What you will do:
Find the line containing "slice in this photo.". Retype it and every line after it through the end of the entries, exactly as written, with nothing added.

Supplied records:
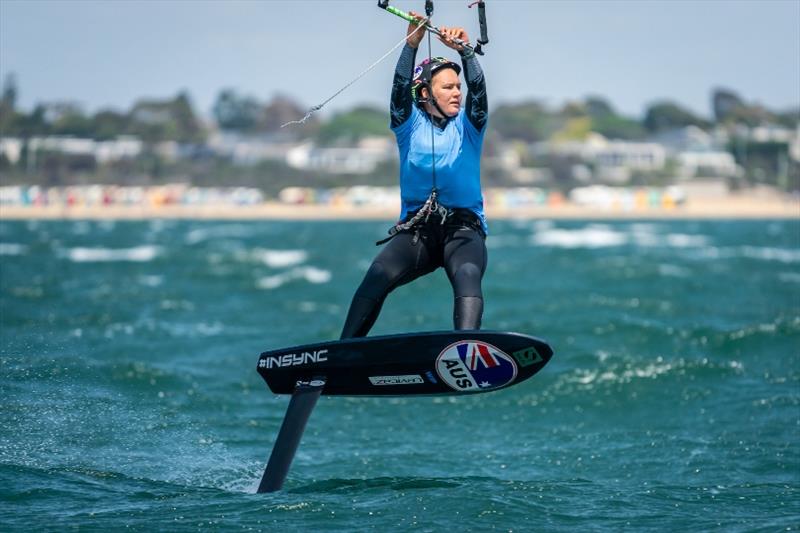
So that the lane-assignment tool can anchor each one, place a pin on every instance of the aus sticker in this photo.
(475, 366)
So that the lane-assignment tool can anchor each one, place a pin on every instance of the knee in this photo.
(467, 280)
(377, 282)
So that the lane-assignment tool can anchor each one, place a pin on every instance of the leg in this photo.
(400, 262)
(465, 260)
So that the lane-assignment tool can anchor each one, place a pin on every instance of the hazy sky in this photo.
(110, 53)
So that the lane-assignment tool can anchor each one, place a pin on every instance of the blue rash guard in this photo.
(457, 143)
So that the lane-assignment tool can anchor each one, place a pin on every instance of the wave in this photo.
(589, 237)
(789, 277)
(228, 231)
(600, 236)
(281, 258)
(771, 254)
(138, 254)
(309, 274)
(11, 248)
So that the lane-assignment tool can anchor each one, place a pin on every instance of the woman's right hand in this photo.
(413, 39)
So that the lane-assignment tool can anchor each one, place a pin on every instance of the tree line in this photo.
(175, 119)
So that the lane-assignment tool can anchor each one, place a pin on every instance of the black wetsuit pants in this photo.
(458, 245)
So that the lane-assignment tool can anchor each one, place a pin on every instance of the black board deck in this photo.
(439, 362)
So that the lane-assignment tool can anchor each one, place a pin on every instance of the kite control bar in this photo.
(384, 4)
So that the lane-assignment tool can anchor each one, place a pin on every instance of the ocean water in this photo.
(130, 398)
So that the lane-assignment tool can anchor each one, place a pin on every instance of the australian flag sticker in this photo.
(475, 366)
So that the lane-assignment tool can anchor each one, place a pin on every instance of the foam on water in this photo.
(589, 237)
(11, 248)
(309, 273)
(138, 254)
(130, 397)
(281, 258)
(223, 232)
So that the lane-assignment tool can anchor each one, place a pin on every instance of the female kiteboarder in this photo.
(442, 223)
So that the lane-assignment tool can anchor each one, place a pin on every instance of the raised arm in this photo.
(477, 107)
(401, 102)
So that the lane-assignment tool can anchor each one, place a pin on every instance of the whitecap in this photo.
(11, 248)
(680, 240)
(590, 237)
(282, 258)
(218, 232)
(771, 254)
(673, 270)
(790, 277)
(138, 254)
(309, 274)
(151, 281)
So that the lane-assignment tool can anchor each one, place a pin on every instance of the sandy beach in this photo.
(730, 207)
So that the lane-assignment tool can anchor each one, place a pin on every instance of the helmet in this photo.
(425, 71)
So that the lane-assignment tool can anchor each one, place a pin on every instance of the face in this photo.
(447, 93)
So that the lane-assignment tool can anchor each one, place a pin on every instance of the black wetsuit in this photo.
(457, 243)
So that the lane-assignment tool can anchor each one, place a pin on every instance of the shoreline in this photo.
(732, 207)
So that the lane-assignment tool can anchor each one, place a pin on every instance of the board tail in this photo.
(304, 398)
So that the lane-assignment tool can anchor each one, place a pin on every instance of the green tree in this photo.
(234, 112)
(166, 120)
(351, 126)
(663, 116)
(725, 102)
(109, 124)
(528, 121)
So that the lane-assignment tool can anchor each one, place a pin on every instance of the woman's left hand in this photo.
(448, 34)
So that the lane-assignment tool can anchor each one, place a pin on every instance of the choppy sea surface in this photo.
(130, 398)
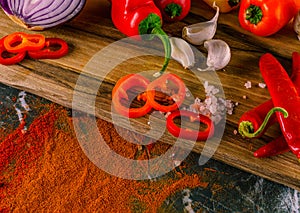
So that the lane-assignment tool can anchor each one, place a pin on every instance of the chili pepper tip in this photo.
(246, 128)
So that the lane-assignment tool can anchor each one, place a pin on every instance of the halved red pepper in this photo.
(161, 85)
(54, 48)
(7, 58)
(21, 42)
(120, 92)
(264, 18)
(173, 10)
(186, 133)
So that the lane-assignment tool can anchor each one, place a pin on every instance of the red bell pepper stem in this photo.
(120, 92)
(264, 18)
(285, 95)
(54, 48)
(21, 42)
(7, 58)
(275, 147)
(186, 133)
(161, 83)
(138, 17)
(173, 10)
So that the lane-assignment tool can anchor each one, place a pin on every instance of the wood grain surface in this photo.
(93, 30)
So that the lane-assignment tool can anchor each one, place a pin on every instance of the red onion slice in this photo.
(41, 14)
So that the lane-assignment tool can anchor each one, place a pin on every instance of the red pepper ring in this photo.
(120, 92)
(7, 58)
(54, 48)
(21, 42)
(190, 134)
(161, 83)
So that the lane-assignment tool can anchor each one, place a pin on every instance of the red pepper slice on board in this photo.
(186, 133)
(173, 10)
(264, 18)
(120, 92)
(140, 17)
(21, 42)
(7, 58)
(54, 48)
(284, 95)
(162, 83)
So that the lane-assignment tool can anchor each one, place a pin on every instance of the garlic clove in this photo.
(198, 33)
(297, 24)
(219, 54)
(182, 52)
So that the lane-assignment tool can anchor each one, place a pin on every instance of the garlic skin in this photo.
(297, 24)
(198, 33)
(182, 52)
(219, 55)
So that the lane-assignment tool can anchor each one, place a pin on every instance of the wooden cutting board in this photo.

Task response:
So that the lane-assignment tool can anchor each one, place a pin on every instance of the red onion slice in this photo.
(41, 14)
So that the lane-assignment tool can anchor each one, place a pin on every instance of the red pepper ring in this photo.
(120, 92)
(7, 58)
(54, 48)
(21, 42)
(190, 134)
(161, 83)
So that the lane-assignment tool can anchor each one, place a pin on every instance of the red pepper slice on board in this photo.
(186, 133)
(173, 10)
(264, 18)
(120, 92)
(140, 17)
(21, 42)
(7, 58)
(54, 48)
(284, 95)
(162, 83)
So that the lane-assignment tool can anchor each one, place a pin on every instance of the garlic clove in this photo.
(198, 33)
(297, 24)
(219, 54)
(182, 52)
So that the lane-assignment tool can anchor each one, place a pin on every instance of the garlic skin in this photo.
(297, 24)
(198, 33)
(182, 52)
(219, 55)
So that the lane-assignment tool can anchor each one, place a pin on every instance of the wooden cutting board in this photo.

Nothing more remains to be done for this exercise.